Page excerpt –
Science & Tech

Making the immense graspable

Illustration of cosmos and computer coding.
5 min read

New book examines power of computer simulations to test otherwise untestable theories, offer insights into history of universe

Anyone can look up into the sky at a galaxy. A powerful telescope can help. But how much of it can you really see, much less understand, this way?

That’s where computer simulations come in, according to Andrew Pontzen, professor of cosmology at University College London.

Pontzen spoke Friday, as part of the series Harvard Science Book Talks, about his recent book “The Universe in a Box: Simulations and the Quest to Code the Cosmos,” which he wrote for a general audience. The book focuses on how simulations help scientists study the mysteries of the universe.

Computer simulations have become critical tools for cosmologists and astrophysicists. By modeling complex astrophysical phenomena that are impossible to observe in a lab or any other way we currently have available, simulations provide a glimpse into the formation of galaxies, stars, black holes, and the workings of the cosmos.

With the help of modern supercomputers that can run massive calculations, simulations have enabled scientists to do what they couldn’t do with pencil and paper, Pontzen said.

“The question that we have as cosmologists is twofold: First, how did the universe come to be structured in this way?” said Pontzen. “And how does it relate to the story of our own solar system, the sun, and the earth? It turns out computer simulations are a great way to get to grips with these kinds of questions.”

Visible materials in the universe, such as stars, planets, and the Milky Way and Andromeda galaxies, can be seen directly through telescopes, but they comprise only about 5 percent of the total mass and energy of the universe.

Cosmology, the study of the universe, has been revolutionized in the last few decades by the development of faster, more powerful supercomputers. One hurdle for researchers in the past has been the immensity of the universe. There might be trillions of galaxies, each with hundreds of billions of stars. To the naked eye the galaxies appear scattered at random, but simulations show they are organized in a pattern, the so-called cosmic web.

Dataset content –
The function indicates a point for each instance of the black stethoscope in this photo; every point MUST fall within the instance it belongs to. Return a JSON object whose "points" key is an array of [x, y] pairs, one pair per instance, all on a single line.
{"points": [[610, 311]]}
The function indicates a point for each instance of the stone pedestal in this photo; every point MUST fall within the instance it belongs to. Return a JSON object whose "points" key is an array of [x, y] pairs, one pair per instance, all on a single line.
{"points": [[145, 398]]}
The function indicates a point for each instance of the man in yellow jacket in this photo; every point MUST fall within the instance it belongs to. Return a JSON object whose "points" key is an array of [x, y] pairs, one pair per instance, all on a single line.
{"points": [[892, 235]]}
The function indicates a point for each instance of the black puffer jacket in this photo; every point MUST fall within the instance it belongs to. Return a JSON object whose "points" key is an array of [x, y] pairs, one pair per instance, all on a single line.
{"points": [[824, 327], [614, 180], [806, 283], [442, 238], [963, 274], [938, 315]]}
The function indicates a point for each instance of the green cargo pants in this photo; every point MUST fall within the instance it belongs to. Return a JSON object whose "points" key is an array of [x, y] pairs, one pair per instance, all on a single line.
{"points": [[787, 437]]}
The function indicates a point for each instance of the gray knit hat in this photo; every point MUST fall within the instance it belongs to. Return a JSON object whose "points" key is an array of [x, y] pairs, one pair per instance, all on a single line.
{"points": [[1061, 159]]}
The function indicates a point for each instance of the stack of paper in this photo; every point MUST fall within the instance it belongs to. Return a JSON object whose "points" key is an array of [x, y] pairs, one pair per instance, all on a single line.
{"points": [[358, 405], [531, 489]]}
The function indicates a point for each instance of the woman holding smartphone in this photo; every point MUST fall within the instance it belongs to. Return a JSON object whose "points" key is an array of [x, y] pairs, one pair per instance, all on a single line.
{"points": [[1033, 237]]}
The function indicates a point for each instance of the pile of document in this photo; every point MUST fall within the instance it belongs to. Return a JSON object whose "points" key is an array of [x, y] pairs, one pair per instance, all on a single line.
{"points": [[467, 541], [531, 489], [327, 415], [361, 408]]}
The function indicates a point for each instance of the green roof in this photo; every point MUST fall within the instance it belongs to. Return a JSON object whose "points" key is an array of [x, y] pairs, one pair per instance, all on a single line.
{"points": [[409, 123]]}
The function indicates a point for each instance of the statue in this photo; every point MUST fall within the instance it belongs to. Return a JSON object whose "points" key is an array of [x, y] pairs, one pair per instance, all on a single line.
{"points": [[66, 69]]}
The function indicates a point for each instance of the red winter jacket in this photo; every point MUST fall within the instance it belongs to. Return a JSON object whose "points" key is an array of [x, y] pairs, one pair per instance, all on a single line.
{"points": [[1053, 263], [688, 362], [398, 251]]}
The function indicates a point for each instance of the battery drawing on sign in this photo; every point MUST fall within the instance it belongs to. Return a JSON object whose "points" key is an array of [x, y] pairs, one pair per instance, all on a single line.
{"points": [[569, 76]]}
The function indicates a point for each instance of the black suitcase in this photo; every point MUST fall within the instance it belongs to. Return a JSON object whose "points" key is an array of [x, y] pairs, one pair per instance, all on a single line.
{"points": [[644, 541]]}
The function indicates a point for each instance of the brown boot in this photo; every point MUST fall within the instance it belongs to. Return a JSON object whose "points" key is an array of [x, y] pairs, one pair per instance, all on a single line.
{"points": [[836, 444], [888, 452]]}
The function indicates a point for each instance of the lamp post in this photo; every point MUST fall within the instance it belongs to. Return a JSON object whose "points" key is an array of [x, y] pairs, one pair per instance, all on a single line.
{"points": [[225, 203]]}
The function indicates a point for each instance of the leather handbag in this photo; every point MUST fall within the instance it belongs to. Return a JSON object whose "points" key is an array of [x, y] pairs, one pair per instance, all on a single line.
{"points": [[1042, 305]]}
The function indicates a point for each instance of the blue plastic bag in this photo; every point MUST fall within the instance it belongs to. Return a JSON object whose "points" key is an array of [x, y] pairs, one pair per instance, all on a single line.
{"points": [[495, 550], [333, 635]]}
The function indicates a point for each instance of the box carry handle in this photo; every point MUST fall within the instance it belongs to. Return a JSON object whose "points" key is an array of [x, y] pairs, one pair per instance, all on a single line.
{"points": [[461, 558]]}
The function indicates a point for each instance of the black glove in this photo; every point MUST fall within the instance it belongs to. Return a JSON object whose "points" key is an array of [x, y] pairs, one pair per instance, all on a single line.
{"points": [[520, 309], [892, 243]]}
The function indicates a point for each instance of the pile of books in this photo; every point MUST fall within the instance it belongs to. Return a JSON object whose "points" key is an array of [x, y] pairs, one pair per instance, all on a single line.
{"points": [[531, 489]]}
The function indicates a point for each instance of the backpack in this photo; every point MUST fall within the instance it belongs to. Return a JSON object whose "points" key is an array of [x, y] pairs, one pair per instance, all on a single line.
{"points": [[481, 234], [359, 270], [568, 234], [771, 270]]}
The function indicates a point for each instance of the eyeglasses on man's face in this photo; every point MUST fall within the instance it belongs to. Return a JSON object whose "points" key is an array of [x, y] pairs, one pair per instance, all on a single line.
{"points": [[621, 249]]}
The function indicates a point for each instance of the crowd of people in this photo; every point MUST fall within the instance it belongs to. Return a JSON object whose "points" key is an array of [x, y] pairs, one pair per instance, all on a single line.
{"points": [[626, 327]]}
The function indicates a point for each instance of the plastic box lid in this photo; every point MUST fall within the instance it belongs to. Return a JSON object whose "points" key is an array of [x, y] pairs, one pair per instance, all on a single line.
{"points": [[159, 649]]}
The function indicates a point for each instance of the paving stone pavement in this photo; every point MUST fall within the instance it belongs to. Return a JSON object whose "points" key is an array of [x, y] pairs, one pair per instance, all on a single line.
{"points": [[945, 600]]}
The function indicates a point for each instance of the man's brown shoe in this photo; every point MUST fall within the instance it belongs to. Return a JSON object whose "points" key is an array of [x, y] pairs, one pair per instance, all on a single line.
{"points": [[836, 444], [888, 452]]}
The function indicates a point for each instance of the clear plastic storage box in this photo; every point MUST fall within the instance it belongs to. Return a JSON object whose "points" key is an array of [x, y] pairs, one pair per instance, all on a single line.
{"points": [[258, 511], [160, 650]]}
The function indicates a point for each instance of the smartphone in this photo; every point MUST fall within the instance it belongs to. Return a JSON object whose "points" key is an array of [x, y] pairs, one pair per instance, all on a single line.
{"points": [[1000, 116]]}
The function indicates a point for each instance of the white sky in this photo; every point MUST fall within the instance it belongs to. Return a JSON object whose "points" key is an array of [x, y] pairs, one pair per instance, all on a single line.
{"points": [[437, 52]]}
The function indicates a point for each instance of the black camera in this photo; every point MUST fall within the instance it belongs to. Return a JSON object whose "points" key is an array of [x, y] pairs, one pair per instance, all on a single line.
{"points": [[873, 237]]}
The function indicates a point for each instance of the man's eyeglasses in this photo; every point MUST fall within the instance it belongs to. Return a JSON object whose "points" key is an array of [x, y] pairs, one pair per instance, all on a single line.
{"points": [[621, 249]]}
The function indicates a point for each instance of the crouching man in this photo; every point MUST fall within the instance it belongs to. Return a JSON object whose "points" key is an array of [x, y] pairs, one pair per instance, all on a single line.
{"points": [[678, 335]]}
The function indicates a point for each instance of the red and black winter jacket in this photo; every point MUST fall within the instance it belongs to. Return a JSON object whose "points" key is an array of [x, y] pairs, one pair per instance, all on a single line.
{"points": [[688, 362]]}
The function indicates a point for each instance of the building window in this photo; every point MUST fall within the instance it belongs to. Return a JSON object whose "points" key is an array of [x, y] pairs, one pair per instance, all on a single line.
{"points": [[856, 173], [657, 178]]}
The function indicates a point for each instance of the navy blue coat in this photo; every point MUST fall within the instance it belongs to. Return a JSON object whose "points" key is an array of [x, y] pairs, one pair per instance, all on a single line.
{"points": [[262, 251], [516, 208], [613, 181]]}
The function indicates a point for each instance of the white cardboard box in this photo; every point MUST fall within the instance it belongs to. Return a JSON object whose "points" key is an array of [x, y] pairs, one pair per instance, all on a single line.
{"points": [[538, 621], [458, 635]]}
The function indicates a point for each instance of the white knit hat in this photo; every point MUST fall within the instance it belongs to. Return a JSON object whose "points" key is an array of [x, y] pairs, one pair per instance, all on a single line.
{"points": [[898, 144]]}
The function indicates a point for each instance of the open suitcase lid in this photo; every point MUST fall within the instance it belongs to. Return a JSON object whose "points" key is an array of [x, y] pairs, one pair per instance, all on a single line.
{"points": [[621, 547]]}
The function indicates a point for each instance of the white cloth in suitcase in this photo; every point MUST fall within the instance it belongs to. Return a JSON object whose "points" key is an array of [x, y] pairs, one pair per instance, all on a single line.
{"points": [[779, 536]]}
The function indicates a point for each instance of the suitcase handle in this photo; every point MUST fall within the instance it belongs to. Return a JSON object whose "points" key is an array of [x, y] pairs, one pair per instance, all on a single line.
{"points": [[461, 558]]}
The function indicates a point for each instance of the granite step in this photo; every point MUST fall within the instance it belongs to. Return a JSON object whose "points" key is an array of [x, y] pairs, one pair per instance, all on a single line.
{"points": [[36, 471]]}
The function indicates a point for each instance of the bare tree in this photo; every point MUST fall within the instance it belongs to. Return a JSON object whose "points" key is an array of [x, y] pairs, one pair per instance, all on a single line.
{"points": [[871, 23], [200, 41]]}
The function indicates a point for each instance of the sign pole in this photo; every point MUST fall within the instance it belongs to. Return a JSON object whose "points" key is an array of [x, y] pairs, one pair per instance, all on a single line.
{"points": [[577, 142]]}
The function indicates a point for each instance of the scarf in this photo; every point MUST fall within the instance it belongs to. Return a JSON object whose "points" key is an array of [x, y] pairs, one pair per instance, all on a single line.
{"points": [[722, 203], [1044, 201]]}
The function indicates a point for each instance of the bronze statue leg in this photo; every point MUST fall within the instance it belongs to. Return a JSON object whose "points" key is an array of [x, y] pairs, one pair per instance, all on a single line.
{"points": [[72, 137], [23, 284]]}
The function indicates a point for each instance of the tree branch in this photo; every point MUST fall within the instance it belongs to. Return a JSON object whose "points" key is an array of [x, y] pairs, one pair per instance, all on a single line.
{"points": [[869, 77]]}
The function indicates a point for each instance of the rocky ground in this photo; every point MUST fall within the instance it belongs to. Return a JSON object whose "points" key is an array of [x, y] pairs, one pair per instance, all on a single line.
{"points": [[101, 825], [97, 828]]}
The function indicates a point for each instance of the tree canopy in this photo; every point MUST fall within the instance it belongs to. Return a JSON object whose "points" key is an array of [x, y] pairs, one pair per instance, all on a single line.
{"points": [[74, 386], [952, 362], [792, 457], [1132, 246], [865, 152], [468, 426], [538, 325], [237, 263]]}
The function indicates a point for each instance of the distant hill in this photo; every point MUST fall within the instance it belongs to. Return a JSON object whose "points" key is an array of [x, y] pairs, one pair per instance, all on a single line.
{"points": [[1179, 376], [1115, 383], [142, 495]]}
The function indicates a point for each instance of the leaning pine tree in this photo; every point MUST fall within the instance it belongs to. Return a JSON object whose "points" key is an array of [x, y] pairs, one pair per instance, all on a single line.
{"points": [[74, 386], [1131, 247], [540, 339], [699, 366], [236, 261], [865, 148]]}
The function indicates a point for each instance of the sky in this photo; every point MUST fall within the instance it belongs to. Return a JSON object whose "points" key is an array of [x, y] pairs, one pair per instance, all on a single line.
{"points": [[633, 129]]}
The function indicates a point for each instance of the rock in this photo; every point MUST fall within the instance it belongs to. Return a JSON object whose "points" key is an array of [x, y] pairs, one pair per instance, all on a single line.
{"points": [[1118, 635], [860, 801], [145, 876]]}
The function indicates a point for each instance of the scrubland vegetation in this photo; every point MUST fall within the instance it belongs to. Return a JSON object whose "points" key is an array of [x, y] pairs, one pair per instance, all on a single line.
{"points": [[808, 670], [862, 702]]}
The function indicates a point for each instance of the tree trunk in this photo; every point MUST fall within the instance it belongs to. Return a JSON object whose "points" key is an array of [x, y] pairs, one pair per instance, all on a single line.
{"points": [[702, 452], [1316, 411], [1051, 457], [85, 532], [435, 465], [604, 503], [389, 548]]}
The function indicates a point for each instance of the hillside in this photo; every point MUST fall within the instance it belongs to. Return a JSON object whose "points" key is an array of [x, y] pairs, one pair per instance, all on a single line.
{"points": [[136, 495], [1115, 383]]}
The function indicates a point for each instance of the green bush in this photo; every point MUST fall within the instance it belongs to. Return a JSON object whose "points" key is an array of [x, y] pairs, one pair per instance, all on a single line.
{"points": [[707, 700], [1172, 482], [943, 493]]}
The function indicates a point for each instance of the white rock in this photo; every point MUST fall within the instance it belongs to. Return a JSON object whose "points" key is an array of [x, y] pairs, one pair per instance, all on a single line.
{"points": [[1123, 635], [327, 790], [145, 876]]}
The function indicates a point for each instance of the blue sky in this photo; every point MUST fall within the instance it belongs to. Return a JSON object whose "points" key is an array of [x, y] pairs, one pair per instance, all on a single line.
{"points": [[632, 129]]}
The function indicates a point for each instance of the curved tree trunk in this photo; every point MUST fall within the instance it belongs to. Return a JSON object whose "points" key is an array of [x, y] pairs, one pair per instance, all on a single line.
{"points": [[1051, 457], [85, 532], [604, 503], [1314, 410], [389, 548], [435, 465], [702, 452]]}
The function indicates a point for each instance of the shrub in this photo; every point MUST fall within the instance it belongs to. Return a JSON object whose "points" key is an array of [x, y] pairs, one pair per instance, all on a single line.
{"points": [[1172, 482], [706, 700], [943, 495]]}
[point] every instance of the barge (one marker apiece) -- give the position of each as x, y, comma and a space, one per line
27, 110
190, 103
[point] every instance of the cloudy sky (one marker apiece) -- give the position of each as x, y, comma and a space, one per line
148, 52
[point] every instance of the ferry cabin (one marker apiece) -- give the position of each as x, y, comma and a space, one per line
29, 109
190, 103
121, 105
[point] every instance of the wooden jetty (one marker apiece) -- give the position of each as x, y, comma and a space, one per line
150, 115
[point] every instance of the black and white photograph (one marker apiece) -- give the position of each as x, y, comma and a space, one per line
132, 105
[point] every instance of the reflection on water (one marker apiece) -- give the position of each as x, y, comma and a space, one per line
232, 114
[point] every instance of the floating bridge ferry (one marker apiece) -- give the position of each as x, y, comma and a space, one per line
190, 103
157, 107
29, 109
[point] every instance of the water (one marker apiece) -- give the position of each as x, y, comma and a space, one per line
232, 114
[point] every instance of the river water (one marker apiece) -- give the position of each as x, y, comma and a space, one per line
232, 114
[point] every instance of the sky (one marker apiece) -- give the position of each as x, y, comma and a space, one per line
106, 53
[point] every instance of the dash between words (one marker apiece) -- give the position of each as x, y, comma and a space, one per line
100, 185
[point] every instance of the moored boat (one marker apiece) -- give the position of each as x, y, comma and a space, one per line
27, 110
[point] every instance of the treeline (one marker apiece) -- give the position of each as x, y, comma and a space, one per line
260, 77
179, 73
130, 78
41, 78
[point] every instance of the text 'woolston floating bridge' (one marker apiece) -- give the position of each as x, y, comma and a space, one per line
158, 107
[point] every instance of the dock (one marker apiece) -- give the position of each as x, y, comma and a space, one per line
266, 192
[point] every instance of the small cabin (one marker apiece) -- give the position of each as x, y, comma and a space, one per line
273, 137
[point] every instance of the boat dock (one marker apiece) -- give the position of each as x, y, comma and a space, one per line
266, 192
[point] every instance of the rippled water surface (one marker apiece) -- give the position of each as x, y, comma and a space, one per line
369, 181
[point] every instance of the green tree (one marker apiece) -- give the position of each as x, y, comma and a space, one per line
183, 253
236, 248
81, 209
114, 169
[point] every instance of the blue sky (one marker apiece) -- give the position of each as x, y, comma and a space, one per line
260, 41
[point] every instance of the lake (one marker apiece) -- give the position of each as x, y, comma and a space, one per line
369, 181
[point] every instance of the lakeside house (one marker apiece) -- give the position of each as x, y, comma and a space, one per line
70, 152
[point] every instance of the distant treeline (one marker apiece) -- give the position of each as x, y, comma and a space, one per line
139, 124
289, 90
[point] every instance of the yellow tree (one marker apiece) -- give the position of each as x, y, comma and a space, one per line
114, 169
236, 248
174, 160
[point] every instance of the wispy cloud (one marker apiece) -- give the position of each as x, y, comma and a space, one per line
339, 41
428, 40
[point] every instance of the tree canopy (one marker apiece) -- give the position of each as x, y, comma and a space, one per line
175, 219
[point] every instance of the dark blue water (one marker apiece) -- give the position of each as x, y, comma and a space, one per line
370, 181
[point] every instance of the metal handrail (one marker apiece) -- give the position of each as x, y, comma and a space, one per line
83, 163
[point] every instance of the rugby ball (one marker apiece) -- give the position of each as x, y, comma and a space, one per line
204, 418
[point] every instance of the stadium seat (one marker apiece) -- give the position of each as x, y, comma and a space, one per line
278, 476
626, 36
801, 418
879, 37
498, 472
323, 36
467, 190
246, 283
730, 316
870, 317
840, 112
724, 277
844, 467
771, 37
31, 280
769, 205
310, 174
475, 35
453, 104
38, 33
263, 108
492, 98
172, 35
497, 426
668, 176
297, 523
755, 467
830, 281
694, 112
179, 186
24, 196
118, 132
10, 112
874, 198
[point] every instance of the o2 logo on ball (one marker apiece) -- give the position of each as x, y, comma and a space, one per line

Work instruction A –
Answer these from the article on computer simulations in cosmology:
(i) At which university is Andrew Pontzen a professor of cosmology?
(ii) About what share of the universe's total mass and energy do visible materials make up?
(iii) What name is given to the pattern that simulations show galaxies are organized in?
Work instruction B –
Extend the article on computer simulations in cosmology with a few more paragraphs, beginning right after its final sentence.
None of the items are needed here.

Task response A –
(i) University College London
(ii) About 5 percent
(iii) The cosmic web

Task response B –
But as much as simulations provide insights into the structure of the universe, they also reveal only “the tip of the iceberg,” said Pontzen.

Visible materials in the universe, such as stars, planets, and the Milky Way and Andromeda galaxies, can be seen directly through telescopes, but they comprise only about 5 percent of the total mass and energy of the universe. The remaining 95 percent includes materials such as dark matter and dark energy, which at the moment scientists are unable to probe in any laboratory.

Simulations have proven to be effective in predicting the behavior of dark matter, an extra material in the universe that can’t be seen but can make its presence felt through gravity.

The story of how simulations came to be goes back to the 19th century, said Pontzen. In his book, he pays tribute to computer pioneers Charles Babbage and Ada Lovelace. An English mathematician, Babbage is considered the “father of the computer” for having built a computing machine in 1821. Lovelace, also an English mathematician, wrote a set of operating instructions, or an algorithm, for Babbage’s machine, years later.

Simulations couldn’t exist without computers, Pontzen said.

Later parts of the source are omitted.